● What the exercise asks
Return every entry exactly as written.

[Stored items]
┄┄┄┄┄┄┄┄┄┄

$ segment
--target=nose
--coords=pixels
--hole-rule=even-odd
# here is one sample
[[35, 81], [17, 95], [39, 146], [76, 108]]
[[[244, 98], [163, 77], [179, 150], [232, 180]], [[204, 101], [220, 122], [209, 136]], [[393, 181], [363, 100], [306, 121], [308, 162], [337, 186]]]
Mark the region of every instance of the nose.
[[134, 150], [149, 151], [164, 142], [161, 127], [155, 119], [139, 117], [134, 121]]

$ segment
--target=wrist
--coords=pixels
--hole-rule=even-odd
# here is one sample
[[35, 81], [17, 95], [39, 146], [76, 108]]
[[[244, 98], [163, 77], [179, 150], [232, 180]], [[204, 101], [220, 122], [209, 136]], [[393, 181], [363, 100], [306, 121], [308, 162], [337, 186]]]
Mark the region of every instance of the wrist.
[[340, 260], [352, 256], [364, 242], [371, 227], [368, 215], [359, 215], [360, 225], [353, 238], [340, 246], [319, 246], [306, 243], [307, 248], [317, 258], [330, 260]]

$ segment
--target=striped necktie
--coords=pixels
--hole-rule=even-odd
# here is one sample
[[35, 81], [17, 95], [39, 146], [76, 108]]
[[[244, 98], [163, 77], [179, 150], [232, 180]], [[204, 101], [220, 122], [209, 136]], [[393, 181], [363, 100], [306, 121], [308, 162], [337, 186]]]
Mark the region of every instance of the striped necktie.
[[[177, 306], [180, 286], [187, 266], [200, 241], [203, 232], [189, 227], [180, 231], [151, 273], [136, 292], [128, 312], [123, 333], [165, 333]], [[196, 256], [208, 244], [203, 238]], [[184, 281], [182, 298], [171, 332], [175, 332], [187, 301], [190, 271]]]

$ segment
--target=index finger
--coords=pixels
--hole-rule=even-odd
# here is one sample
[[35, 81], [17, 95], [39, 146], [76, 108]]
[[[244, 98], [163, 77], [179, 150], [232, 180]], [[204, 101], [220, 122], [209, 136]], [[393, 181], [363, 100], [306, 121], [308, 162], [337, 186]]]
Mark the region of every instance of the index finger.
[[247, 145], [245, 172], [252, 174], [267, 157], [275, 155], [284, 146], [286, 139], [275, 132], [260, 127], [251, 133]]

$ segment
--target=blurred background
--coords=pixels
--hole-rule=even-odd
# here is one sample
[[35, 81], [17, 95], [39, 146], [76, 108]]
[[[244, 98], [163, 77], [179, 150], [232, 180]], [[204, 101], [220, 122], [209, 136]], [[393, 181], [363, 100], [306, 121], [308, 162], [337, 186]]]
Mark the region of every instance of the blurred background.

┄┄┄┄┄┄┄┄┄┄

● Solution for this exercise
$ segment
--target=nose
--coords=pixels
--hole-rule=even-odd
# here is one sample
[[35, 81], [17, 95], [39, 146], [76, 108]]
[[[244, 98], [163, 77], [179, 150], [232, 180]], [[204, 101], [220, 122], [209, 136]], [[393, 181], [363, 100], [306, 121], [308, 162], [337, 186]]]
Mark the region of every instance of the nose.
[[134, 150], [149, 151], [164, 142], [161, 127], [155, 119], [139, 117], [134, 121]]

$ segment
--target=wrist
--coords=pixels
--hole-rule=even-odd
# here is one sample
[[35, 81], [17, 95], [39, 146], [76, 108]]
[[[244, 98], [163, 77], [179, 150], [232, 180]], [[204, 101], [220, 122], [209, 136]], [[393, 181], [363, 100], [306, 121], [308, 162], [337, 186]]]
Mark the region of every instance of the wrist.
[[340, 260], [352, 256], [364, 242], [371, 227], [368, 215], [359, 215], [360, 225], [353, 238], [340, 246], [319, 246], [306, 243], [307, 248], [317, 258], [330, 260]]

$ segment
--target=striped necktie
--coords=pixels
--hole-rule=even-odd
# here is one sample
[[35, 81], [17, 95], [39, 146], [76, 108]]
[[[244, 98], [163, 77], [179, 150], [232, 180]], [[204, 101], [220, 122], [209, 136]], [[393, 181], [363, 100], [306, 121], [308, 162], [337, 186]]]
Mark the region of every instance of the striped necktie.
[[[177, 306], [180, 286], [187, 266], [200, 241], [203, 232], [189, 227], [180, 231], [151, 273], [136, 292], [128, 312], [123, 333], [165, 333]], [[196, 256], [208, 244], [203, 238]], [[184, 281], [182, 298], [171, 332], [175, 332], [187, 301], [190, 271]]]

$ segment
--target=index finger
--coords=pixels
--hole-rule=even-odd
# here is one sample
[[35, 81], [17, 95], [39, 146], [76, 108]]
[[[244, 98], [163, 77], [179, 150], [232, 180]], [[204, 101], [220, 122], [209, 136]], [[393, 181], [363, 100], [306, 121], [308, 162], [337, 186]]]
Mark the region of every instance of the index finger.
[[247, 145], [245, 172], [252, 174], [267, 157], [275, 155], [284, 146], [286, 139], [275, 132], [260, 127], [251, 133]]

$ segment
--target=blurred background
--coords=pixels
--hole-rule=even-odd
# here is one sample
[[35, 81], [17, 95], [39, 146], [76, 108]]
[[[244, 98], [163, 77], [179, 150], [232, 180]], [[204, 101], [220, 122], [209, 136]], [[393, 181], [363, 100], [306, 121], [308, 162], [337, 186]]]
Mark the region of every instance of the blurred background.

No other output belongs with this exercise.